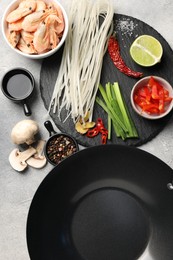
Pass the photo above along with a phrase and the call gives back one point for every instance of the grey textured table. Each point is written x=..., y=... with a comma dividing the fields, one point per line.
x=17, y=189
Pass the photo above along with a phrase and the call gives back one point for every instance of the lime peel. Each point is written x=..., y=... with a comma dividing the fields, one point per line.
x=146, y=50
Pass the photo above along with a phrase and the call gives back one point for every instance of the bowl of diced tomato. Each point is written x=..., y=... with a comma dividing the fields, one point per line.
-------
__PROBLEM TO WORK ON__
Can you give every one of the records above again with "photo" swapped for "image" throughout, changing nothing else and leaving out the pictures?

__CORRECT ANSWER__
Pass the image above along with a phrase and the call gives back one point for every instance of the grey textured table. Each point is written x=..., y=... with a comma dividing the fields, one point per line.
x=17, y=189
Pass the image above along with a phrase and the call gives back one point for every instance of the lime peel. Each point is written x=..., y=... with a comma dividing the fields, one point per line.
x=146, y=50
Pass the image above along with a phrase and the call gives back one point for every instance of the bowl of diced tomato. Each point is written x=..., y=... with a comma dividing the fields, one point per line.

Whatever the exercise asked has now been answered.